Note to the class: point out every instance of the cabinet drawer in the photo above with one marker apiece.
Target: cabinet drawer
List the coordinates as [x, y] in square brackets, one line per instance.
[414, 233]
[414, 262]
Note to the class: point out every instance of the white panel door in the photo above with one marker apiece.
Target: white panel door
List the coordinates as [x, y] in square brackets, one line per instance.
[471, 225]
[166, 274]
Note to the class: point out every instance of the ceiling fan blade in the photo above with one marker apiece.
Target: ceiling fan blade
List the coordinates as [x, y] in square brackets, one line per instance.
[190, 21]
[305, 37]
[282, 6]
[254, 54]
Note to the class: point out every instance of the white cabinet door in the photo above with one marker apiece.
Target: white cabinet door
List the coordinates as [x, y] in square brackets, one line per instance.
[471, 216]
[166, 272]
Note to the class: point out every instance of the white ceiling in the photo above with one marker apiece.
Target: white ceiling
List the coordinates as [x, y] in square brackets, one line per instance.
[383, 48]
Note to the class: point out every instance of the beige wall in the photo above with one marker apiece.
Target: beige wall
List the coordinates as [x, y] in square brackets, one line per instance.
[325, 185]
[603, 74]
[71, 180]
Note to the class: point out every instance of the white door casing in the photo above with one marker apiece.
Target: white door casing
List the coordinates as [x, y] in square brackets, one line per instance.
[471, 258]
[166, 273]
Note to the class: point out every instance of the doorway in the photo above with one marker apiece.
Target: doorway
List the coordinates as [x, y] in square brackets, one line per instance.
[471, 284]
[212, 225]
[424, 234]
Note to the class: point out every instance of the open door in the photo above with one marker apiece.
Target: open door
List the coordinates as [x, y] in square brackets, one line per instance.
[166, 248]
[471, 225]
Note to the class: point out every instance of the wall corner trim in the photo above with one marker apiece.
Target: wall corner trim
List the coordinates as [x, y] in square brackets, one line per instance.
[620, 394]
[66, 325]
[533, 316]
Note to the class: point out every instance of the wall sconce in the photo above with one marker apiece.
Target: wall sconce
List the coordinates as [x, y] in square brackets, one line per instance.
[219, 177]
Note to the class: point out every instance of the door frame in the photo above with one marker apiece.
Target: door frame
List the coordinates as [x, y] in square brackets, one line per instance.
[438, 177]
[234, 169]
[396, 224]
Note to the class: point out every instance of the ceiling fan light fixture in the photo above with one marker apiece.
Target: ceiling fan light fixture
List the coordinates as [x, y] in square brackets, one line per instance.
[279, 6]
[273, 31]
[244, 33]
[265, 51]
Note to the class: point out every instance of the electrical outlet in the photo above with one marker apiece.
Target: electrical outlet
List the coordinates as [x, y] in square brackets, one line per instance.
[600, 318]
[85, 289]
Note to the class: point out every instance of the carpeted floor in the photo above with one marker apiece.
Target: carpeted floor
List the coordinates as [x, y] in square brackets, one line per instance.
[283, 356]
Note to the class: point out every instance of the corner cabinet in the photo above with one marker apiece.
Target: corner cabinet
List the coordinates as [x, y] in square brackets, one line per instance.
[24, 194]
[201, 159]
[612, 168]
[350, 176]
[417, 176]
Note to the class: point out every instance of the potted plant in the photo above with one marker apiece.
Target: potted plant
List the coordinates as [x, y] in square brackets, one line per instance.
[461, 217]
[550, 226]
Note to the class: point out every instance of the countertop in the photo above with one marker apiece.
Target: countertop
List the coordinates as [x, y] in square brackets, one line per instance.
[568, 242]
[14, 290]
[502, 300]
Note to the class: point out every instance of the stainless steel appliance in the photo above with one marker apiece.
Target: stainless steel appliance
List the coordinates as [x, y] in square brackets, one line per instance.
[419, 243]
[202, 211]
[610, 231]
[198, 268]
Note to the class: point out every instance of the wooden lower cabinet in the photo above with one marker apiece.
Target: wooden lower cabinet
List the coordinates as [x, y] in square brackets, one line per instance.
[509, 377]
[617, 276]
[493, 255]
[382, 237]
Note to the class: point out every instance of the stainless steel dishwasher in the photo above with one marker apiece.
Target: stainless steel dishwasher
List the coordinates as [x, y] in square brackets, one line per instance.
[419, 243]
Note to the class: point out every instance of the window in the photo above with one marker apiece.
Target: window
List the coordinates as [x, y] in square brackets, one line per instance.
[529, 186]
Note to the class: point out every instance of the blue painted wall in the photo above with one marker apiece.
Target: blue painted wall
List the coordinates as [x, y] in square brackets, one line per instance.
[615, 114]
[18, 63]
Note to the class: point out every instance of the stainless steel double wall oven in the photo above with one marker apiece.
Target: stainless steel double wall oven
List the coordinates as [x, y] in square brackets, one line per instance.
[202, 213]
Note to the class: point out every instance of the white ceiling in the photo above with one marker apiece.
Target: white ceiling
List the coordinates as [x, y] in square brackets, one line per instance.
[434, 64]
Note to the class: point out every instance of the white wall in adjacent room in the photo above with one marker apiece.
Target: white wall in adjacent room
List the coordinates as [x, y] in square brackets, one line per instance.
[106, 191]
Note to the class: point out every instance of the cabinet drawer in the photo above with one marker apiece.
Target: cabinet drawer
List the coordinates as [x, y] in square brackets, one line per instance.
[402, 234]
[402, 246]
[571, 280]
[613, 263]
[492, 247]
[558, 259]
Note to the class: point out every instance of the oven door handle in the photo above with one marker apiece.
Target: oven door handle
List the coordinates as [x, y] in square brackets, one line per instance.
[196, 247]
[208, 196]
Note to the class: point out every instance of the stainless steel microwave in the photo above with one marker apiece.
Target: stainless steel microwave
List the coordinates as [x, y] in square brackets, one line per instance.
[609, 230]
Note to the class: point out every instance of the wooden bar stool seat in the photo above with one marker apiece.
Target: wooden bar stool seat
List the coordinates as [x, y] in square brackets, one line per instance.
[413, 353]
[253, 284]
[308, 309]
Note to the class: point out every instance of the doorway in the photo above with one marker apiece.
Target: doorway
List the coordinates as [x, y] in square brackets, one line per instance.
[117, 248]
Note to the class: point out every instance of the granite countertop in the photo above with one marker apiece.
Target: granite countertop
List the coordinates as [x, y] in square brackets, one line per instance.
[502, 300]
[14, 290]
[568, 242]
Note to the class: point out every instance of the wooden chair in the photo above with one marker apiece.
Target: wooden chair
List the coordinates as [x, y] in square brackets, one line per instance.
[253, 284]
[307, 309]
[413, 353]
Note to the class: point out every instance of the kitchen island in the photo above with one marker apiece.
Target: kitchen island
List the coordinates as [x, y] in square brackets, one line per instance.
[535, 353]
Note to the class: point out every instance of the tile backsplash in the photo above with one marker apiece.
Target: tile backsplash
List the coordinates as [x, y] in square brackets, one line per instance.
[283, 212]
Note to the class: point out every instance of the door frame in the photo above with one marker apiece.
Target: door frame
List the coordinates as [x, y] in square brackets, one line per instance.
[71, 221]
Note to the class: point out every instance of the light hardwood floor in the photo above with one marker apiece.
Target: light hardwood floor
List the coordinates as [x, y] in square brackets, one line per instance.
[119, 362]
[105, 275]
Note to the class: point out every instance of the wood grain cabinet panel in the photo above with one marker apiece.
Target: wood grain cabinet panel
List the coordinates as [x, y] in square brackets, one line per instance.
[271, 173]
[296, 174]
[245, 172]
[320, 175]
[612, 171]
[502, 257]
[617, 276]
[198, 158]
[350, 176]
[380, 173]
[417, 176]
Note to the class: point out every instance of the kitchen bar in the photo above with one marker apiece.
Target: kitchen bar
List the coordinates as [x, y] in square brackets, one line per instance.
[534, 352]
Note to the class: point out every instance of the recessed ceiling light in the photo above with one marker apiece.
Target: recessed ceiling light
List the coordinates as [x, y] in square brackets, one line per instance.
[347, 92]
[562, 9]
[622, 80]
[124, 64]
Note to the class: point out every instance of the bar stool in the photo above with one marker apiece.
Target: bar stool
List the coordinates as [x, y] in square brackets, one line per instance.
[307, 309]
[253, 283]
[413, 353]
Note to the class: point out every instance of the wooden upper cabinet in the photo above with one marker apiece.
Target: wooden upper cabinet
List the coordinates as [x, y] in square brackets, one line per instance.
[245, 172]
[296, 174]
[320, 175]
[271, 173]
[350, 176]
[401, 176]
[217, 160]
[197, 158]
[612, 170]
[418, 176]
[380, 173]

——————

*Required work*. Could you please retype the lines from the start of the data through the line with "Target: ceiling fan blade", both included, and nothing else?

*Expected output*.
Note to the class: point out every instance of the cabinet drawer in the photo above with one marker apiece.
Target: cabinet drawer
List the coordinates as [x, y] in square brackets, one line per instance.
[414, 233]
[414, 262]
Note to the class: point out every instance of the white panel door in the photo above with one marker apiece.
Target: white panel door
List the coordinates as [x, y] in square brackets, one line per instance.
[471, 225]
[166, 274]
Note to the class: point out every instance of the ceiling fan blade in the photo above with one marker apiece.
Target: ceiling fan blade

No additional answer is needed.